▶ [Yang Harus Dikerjakan]
1 > Ringkas tulisan tentang antologi puisi penyair perempuan ASAS di bawah ini dalam dua kalimat.
2 > Lanjutkan tulisan tentang antologi puisi penyair perempuan ASAS di bawah ini mulai dari kalimat terakhirnya.

▶ [Teks Pilihan]
Antologi Puisi Penyair Perempuan ASAS
Sabrank Suparno
http://forumsastrajombang.blogspot.com/
Nurel Javissyarqi, sahabatku ini seperti menyorong sampan ke arahku yang berdiri di seberang tepian telaga, saat ia menyuruhku: “Sabrank, tolong kau resensi Antologi Puisi Sihir Terahir yang ditulis Komunitas Perempuan ASAS.” Dan aku mengibaratkan 23 penyair wanita ini sebagai bentangan pulau-pulau Nusantara, yang tak akan pernah khatam kujelajahinya, sebab tiap pulau menyimpan wilayah rahasia kealaman. Lelaki hanyalah perantau yang tak pasti kakinya mampu berjejak pada jalanan setapak. Pulau Nusantara ini adalah gempilan tembok sorga yang jatuh berpuing-puing saat tersenggol Raja Malaikat ketika ia berdansa merayakan kemenangan kontes kilauan cahaya yang digelar Tuhan, jauh sebelum kehidupan ada.
Per-empu-an, kata dasarnya’empu/bentol/bonggel yang menumbuhkan tunas. Saat ia remaja disebut ‘gadis per-rawan’, kemudian nona, nyonya yang tetap konstan sebagai wanita dan memiliki perempuan.
Adalah sebuah proyek raksasa jika kemudian wanita ASAS berdebut di perpuisian, yang kreatifitas itu nyata mengisi celah di antara himpitan privacy kewanitaannya. Pengantin baru temanku diawali dengan perselisihan kecil. Sang suwami, mengajak istri berkunjung ke rumah saudara sekiar jam 11 siang. Istri menunda sore hari biar tidak terlalu panas. Suwami berargumen filsafat,”panas matahari saja takut, toh kepanasan tidak sendiri. Matahari memang tercipta untuk bumi. Kenapa harus menyesali panas? Petani, kuli bangunan, pemecah batu, lebih kepanasan dari kita.” Meski perselisihan usai beberapa jam kemudian, pengantin wanita sempat menangis. Permasalahan mereka sepeleh. Sang wanita sedang menstrulasi, dan dalam perhitungannya sekitar 2 jam lagi sudah harus banjir dan ganti softtex. Ketabuahan berganti softtex di rumah orang lain tidak dipahami suwami. Sementara istri tidak menjelaskan secara utuh.

▶ [Kumpulan Data]
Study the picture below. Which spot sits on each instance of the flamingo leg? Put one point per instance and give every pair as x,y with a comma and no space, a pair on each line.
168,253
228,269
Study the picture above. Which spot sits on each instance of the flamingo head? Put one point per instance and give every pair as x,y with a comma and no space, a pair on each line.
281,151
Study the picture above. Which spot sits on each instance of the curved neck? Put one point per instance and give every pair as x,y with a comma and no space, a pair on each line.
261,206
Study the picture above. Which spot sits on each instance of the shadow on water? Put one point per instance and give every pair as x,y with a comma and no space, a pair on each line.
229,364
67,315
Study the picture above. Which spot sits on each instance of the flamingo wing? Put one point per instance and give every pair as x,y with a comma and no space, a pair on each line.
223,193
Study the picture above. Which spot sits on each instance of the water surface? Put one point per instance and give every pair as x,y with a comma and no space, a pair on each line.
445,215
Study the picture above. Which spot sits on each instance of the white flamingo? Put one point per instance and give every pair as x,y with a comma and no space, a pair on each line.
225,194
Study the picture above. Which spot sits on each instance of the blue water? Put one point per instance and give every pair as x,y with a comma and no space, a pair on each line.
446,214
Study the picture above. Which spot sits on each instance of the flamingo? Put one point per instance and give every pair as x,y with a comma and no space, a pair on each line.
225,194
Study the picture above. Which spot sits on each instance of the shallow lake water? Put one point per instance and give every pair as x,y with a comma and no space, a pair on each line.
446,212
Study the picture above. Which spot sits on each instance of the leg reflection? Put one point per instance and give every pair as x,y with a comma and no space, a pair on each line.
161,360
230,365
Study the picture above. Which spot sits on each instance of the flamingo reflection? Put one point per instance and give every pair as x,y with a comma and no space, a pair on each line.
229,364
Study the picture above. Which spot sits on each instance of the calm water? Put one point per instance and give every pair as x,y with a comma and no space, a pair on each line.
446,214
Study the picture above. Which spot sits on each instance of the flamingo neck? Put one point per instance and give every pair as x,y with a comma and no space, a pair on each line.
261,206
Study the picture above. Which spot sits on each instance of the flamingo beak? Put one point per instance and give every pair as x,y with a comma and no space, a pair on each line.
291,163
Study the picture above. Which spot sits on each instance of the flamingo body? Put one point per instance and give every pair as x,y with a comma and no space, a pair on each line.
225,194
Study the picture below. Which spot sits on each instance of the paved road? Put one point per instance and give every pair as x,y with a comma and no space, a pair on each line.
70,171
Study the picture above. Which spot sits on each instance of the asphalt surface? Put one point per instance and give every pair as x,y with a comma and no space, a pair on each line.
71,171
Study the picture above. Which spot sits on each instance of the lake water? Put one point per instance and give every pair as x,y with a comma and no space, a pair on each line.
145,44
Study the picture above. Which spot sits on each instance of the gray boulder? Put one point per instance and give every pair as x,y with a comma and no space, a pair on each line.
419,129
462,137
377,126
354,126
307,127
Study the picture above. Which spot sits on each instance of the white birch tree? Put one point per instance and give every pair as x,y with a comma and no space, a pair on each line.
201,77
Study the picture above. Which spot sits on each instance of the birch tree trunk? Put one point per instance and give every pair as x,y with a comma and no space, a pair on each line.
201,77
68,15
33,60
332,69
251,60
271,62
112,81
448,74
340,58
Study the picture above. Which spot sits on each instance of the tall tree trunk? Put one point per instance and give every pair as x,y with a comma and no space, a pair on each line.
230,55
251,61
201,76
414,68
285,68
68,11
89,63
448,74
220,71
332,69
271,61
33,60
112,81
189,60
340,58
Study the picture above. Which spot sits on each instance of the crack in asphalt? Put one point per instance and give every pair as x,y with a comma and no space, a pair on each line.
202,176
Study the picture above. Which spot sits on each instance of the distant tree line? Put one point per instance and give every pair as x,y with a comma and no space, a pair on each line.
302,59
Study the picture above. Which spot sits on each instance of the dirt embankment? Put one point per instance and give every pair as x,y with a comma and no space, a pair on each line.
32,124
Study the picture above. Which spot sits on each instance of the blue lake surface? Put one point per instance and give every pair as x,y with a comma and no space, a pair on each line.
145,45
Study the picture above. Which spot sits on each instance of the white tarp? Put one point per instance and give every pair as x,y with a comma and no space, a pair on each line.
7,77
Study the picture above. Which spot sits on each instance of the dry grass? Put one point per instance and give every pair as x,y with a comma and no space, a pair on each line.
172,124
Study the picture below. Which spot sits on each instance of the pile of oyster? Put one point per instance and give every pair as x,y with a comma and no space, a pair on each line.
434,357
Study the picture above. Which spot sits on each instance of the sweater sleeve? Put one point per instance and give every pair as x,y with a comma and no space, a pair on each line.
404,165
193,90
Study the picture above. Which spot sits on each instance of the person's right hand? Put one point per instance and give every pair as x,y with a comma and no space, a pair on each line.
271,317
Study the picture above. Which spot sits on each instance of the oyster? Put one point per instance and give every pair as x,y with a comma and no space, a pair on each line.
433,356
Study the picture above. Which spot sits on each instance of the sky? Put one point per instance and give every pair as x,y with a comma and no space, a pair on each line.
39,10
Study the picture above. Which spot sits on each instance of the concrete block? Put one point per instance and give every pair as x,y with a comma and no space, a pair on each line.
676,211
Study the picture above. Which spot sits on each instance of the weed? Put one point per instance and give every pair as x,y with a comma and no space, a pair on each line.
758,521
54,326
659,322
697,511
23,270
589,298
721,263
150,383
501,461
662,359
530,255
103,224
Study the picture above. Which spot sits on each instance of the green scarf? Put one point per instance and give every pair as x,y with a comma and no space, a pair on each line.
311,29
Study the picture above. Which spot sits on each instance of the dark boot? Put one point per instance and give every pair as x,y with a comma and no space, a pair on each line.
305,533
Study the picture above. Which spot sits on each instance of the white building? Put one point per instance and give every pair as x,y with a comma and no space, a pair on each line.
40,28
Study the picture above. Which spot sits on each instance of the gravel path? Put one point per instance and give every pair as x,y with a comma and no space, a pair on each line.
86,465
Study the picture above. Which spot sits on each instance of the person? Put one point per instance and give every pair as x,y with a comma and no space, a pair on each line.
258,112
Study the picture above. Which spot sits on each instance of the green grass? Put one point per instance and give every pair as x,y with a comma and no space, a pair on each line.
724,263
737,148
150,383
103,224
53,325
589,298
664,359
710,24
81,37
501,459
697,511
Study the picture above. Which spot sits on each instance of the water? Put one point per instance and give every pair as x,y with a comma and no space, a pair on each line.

▶ [Hasil Akhir]
1 > Sabrank Suparno diminta sahabatnya, Nurel Javissyarqi, meresensi Antologi Puisi Sihir Terahir karya Komunitas Perempuan ASAS, dan ia mengibaratkan 23 penyair wanitanya sebagai pulau-pulau Nusantara yang tak akan habis dijelajahi. Ia menyebut debut wanita ASAS di perpuisian sebagai proyek raksasa, lalu menceritakan perselisihan kecil pengantin baru temannya karena suami tidak memahami alasan istri menunda kunjungan ke rumah saudara.

2 >
Puisi puisi Antologi Sihir Terahir adalah ‘jabang bayi sejarah’ dari rahim 23 wanita: Aldika Restu Pramuli, Alfatihatus Sholihatunnisa, Amelia Rachman, Cut Nanda A, Dea Ayu Ragilia, Desti Fatin Fauziyyah, Dewi Kartika, Dian Hartati, Dian Budiana, Ellie R. Noer, Evi Sefiani, Evi Sukaesih, Fadhila Ramadhona, Fina Sato, Ikarisma Kusmalina, Ike Ayuwandari, Laila N. Guntari, Lela Siti Nurlaila, Maya Mustika K, Seli Desmiarti, Tita Maria Kanita, W. Herlya Winna, Winarni Rahmawati.
Corak puisi yang meraka lahirkan dalam Antologi Puisi Penyair Perempuan ASAS ini merupakan garis mediteranian sejarah sebelumnya, dimana keserempakan warna tekstur menisbikan kemajalan fluktuatif. Ruang medium semacam ini menjadi zona pembatas yang memisahkan corak bersikap wanita dari kungkungan hepnotis sejarah sekian lama yang memandang wanita hanya sebatas pelengkap penderita kaum Adam. Sihir Terahir bukan sekedar letupan damba puisi Seli Desmiarti, tapi ekspresi geliat wanita zaman yang menandai proses pelonggaran jerat konvensi perkembangan sejarah sastra yang menyerimpungnya.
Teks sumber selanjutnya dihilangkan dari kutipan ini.